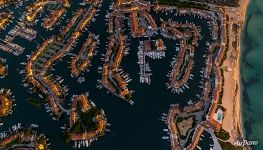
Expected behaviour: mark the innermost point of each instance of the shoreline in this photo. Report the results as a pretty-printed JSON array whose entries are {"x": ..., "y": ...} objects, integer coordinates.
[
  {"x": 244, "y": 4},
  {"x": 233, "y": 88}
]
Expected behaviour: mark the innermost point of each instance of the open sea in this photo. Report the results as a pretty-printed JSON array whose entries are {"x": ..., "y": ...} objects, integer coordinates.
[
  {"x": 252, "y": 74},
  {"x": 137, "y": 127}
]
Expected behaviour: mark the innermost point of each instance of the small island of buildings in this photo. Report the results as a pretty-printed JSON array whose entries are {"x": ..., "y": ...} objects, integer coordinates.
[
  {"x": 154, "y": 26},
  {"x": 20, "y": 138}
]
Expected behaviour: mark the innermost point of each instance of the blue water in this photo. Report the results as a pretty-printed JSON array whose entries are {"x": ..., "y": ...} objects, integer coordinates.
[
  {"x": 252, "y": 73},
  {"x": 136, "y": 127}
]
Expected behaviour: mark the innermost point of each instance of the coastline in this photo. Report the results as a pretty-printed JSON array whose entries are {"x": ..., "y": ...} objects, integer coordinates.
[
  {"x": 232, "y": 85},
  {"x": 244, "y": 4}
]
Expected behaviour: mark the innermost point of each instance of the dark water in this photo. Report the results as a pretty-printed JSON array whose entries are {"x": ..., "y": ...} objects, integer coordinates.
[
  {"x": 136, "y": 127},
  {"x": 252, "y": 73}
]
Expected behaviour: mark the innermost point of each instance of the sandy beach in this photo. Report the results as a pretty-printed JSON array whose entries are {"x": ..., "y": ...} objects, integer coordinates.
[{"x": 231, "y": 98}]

WHAT THE TASK ASKS: Copy the listing word for word, from the line containing "of the blue" to the end of the listing, including both of those ends.

CORRECT RESULT:
Expected behaviour: mark the innermost point of each instance of the blue water in this photo. Report the results as a pretty-printed JSON array whose entries are {"x": ..., "y": ...} objects, integer coordinates.
[
  {"x": 252, "y": 73},
  {"x": 136, "y": 127}
]
Expected behaviour: mark the innermost point of each instance of the coastline in this photo. Report the results as a pretty-printed JSON array whose entries are {"x": ..., "y": ...} objects, integer coordinates.
[
  {"x": 232, "y": 85},
  {"x": 244, "y": 4}
]
Expected behaviour: mark the innermost point of each instance of the dark water in this photo. Report the results as a pretty-printed JSON array whose entries are {"x": ..., "y": ...} objects, integer coordinates.
[
  {"x": 136, "y": 127},
  {"x": 252, "y": 73}
]
Expected behaviour: mark the innermost point of each instance of the sandy beach in this photo. Report the results as a pretty-printed JSON array whose entries are {"x": ..., "y": ...} objects, integer coordinates.
[{"x": 231, "y": 98}]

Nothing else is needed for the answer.